● What you need to do
1. Please extract the part of the journal entry that opens with the words containing "10. I’m better" and closes with "does not disappoint.".
2. According to the journal entry, on what date did the writer's divorce become final?

● Given passage
January 16, 2003, my divorce was final. Below is the latter part of my journal entry on that day. If you are going through a difficult time today, I hope these words give you hope. I hope they help you realize that in the middle of your storm, God’s presence and goodness is always there.
I know these things for certain:
1. I’m blessed with a beautiful son.
2. I have friends that carry me, make me laugh, and love me.
3. My parents love me, and my happiness is their greatest concern.
4. There is release in forgiveness.
5. I am strong.
6. I’m not afraid to love or put my heart on the line.
7. I’m ready to, pardon the cliché, spread my wings and fly.
8. Doors are wide open.
9. It is good to laugh long and hard every day.
10. I’m better than okay.
11. God has only good things for me.
12. Tribulation produces perseverance, perseverance produces character, and character produces hope. And, hope does not disappoint.

[Coordinate records with annotations]
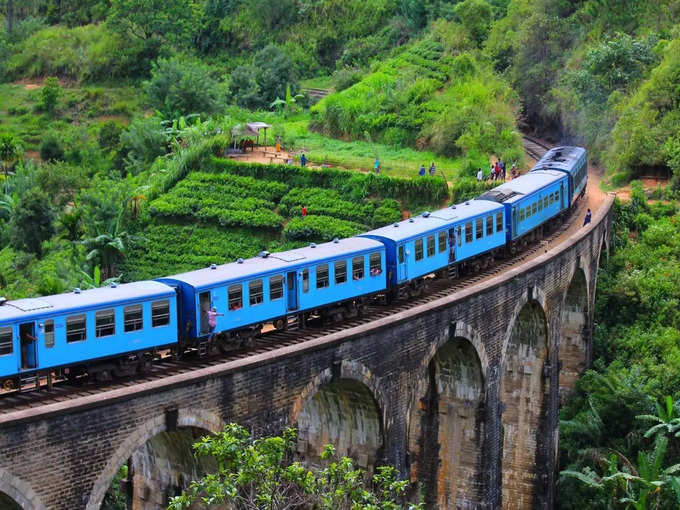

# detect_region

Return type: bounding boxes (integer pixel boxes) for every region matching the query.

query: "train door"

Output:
[198,290,211,334]
[449,228,456,264]
[19,322,38,370]
[397,244,408,282]
[286,271,298,312]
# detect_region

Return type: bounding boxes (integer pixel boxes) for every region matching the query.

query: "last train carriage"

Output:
[0,281,177,381]
[0,147,588,383]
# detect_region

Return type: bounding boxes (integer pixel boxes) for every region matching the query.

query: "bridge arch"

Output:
[499,288,550,510]
[408,322,488,508]
[85,408,225,510]
[0,468,46,510]
[559,265,590,400]
[291,361,389,472]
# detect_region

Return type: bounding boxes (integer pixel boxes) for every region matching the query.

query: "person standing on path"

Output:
[583,209,593,227]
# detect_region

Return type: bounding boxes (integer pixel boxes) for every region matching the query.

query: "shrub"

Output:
[283,215,367,242]
[145,57,222,119]
[39,77,61,115]
[40,131,65,161]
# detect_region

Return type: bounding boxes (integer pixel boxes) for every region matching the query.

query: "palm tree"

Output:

● The replies
1.
10. I’m better than okay.
11. God has only good things for me.
12. Tribulation produces perseverance, perseverance produces character, and character produces hope. And, hope does not disappoint.

2. January 16, 2003